■ **Aim of the exercise**: Every line in the records below that holds "each" must be identified and copied.

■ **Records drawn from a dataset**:
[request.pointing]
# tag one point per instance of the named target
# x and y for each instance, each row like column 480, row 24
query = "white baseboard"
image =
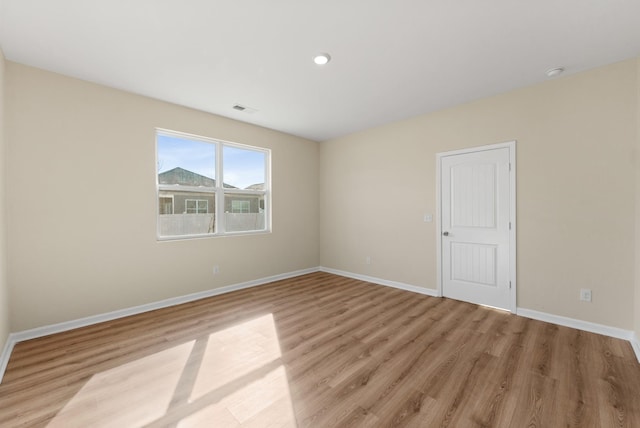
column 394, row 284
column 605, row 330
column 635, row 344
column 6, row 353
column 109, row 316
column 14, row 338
==
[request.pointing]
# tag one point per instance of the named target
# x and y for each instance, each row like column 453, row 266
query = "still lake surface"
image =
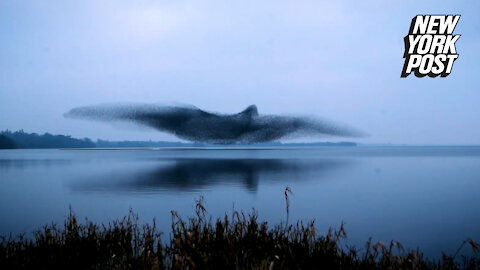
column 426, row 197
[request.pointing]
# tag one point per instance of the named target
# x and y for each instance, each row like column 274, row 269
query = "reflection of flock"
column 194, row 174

■ **Exercise response**:
# x and y for each instance, each row like column 480, row 24
# x and y for each instance, each row like column 453, row 266
# x and y for each instance, each row like column 274, row 269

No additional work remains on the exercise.